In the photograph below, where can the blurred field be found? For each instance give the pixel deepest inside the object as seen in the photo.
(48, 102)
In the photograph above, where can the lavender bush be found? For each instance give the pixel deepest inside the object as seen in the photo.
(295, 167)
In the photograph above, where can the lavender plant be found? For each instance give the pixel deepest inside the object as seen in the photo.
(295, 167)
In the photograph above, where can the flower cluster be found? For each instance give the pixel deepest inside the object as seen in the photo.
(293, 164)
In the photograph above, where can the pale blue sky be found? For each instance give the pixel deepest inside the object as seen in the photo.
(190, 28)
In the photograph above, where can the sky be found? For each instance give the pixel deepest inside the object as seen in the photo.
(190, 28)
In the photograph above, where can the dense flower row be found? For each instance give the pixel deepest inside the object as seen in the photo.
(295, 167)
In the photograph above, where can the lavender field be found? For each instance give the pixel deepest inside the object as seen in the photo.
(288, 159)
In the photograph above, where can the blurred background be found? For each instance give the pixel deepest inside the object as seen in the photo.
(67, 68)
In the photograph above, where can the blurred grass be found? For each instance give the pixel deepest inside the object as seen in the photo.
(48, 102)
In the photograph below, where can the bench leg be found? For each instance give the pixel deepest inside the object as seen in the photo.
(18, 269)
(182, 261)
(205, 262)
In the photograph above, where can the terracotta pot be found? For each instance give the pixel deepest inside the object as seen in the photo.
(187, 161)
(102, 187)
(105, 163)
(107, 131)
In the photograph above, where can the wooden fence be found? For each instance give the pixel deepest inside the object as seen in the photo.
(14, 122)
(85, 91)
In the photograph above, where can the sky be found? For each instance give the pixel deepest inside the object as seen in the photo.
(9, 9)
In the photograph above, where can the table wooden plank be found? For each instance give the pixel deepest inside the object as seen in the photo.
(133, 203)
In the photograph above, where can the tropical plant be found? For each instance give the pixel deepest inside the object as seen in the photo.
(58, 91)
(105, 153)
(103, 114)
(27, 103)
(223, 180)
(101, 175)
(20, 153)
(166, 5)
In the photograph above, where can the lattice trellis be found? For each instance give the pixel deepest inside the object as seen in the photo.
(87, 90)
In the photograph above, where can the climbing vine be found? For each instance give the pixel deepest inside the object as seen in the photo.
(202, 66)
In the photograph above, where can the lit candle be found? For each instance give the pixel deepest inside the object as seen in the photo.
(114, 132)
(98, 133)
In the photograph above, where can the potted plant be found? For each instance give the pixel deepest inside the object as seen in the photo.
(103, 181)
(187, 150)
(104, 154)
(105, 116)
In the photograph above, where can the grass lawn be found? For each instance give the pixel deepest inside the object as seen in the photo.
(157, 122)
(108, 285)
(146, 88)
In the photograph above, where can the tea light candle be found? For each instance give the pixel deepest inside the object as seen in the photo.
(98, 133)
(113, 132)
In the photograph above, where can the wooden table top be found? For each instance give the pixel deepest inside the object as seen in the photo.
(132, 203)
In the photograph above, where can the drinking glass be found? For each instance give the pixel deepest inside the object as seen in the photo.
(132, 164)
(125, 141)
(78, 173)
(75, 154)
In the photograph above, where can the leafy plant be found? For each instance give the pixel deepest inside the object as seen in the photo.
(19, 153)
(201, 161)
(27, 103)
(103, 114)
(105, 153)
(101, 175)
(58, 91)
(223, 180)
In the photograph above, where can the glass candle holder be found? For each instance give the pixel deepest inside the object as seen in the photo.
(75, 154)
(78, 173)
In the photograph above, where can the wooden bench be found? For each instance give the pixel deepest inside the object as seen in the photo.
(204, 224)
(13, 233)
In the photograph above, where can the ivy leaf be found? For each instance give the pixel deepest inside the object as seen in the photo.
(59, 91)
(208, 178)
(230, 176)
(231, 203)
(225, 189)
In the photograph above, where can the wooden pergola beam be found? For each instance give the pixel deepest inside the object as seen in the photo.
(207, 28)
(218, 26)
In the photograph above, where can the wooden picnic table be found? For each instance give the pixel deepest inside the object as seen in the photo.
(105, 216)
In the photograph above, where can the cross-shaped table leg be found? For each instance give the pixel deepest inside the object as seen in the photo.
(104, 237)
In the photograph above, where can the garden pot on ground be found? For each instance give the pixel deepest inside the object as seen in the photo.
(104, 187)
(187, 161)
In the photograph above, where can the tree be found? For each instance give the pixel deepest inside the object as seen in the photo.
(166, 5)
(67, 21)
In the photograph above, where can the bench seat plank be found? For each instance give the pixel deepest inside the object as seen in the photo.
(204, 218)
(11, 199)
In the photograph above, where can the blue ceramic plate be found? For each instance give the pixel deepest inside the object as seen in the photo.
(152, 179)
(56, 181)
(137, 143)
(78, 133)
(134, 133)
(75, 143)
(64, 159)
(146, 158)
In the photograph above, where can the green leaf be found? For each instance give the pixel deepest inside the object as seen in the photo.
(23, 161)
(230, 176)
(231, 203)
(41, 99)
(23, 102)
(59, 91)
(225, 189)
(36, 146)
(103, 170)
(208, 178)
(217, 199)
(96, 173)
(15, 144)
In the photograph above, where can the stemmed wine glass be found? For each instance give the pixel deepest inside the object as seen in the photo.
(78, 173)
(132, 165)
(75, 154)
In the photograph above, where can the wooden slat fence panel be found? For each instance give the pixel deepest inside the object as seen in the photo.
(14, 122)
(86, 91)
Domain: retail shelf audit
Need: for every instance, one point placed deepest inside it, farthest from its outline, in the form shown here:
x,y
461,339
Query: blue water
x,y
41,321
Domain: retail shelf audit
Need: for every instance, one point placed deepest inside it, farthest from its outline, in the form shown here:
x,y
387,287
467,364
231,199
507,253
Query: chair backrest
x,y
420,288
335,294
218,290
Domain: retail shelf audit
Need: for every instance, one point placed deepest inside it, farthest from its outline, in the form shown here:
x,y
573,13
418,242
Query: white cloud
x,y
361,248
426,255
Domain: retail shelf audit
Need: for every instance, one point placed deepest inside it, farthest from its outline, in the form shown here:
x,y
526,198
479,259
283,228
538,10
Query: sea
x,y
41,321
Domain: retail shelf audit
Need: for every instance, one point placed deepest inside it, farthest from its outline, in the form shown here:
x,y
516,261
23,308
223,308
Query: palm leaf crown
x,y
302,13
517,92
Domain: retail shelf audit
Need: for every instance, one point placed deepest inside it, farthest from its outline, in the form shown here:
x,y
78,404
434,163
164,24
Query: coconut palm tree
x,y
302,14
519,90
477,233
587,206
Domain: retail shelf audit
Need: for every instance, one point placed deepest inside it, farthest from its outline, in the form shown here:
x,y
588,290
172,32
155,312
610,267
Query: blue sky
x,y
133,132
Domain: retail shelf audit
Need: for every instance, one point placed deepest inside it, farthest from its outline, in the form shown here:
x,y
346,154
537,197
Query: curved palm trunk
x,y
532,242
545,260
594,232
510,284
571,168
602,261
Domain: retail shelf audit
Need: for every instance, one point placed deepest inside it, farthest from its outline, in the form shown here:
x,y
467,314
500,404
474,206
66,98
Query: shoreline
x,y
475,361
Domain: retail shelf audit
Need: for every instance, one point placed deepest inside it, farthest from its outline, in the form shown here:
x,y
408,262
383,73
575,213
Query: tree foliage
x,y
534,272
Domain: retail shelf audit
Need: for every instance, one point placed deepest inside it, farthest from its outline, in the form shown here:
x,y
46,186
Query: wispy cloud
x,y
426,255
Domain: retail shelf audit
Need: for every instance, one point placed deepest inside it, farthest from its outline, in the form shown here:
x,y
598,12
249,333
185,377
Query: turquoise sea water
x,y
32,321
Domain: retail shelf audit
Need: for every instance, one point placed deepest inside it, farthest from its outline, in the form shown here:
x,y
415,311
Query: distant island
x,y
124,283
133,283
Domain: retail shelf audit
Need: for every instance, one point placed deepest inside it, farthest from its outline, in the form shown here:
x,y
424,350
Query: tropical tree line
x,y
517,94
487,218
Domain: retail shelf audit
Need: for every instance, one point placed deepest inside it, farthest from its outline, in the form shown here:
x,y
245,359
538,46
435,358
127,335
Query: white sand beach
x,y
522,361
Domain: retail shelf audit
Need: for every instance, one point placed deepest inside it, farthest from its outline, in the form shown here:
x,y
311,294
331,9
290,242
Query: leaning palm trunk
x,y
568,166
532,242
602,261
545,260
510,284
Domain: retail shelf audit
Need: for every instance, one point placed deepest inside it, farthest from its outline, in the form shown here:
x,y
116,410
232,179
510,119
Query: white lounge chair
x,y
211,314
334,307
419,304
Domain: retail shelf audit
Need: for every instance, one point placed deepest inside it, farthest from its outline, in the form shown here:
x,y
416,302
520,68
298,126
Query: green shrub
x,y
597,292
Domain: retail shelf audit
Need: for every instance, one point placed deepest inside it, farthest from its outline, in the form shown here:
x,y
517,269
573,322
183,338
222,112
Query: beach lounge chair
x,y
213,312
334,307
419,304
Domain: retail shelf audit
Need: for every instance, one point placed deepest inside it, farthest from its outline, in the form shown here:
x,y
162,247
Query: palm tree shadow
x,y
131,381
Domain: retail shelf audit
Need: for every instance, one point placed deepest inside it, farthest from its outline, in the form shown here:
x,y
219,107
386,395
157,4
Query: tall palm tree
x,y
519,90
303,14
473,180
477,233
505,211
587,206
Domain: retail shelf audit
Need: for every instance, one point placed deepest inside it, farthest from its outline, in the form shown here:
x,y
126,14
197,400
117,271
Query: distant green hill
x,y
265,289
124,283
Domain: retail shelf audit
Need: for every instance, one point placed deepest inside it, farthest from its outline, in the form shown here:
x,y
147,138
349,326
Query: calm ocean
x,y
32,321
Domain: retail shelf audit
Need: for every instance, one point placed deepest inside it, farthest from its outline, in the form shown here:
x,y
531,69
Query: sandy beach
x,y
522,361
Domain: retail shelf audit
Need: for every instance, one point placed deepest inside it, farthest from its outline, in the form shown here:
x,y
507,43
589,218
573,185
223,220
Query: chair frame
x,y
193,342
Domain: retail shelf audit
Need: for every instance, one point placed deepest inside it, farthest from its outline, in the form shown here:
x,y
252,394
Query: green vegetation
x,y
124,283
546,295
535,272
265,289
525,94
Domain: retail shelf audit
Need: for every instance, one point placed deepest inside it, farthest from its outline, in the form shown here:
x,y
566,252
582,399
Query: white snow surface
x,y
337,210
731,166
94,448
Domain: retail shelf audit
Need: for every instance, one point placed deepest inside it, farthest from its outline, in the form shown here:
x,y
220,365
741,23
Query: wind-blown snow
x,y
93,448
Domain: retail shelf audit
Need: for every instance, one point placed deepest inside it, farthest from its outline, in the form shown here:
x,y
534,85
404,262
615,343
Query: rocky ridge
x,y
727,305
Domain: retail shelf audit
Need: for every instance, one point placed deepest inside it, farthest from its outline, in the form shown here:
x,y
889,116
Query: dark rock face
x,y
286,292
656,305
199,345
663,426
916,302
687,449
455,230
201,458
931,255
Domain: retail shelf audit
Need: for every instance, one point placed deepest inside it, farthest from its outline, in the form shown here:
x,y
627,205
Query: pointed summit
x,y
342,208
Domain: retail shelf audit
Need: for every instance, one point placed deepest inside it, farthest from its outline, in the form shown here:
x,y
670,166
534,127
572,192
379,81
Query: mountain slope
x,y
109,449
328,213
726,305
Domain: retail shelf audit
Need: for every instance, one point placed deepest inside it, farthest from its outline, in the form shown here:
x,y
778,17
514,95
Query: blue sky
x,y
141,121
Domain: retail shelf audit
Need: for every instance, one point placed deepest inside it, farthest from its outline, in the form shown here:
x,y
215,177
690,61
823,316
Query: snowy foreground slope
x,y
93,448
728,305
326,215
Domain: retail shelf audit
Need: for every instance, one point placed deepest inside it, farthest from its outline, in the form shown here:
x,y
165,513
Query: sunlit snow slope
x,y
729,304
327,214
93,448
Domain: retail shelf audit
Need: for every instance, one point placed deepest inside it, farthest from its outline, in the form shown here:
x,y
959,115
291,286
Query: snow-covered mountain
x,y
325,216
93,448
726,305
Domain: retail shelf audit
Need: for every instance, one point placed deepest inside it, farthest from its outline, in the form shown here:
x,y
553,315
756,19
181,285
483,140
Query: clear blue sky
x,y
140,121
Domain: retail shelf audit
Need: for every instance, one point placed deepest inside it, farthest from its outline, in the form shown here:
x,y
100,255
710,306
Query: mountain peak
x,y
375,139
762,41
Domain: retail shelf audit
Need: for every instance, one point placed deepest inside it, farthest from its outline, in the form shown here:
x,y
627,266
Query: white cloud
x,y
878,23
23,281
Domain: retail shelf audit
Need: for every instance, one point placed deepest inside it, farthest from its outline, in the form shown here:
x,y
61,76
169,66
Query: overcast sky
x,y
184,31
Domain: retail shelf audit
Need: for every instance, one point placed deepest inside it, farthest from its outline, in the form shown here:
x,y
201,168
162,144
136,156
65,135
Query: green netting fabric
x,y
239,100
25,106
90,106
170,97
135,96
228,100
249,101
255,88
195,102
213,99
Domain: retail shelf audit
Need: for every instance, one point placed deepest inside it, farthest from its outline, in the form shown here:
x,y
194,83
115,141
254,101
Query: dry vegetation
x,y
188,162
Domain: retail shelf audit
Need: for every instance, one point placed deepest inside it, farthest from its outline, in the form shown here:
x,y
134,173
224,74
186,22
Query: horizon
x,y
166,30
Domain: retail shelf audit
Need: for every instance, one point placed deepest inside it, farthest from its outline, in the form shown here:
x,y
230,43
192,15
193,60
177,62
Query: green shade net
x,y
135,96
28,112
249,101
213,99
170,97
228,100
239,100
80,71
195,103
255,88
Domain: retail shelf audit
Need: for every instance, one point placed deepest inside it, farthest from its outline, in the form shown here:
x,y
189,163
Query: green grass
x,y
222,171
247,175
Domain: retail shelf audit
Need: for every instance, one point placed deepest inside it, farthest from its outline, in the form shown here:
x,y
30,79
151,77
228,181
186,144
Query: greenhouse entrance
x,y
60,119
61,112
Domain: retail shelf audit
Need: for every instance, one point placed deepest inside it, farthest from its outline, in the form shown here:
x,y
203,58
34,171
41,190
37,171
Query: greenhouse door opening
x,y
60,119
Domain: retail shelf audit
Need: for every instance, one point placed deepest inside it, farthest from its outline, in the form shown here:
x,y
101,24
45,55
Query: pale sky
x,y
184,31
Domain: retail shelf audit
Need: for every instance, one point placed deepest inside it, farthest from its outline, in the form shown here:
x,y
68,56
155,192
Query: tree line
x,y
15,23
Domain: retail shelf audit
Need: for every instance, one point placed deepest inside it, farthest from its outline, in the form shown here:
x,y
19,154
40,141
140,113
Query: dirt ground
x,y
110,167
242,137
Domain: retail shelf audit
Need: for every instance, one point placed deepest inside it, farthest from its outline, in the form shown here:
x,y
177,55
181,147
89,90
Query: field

····················

#### STATED TASK:
Pick out every line of the entries above that contains the word "tree", matching case exactly, and copy each one.

#### EXERCISE SOLUTION:
In the photograph above, where can the tree be found? For each instance give the pixel deepest inside the object as seen in the photo.
Query: coconut palm tree
Query: tree foliage
Query: tropical tree line
Query: palm tree shadow
Query: tall palm tree
Query: tree line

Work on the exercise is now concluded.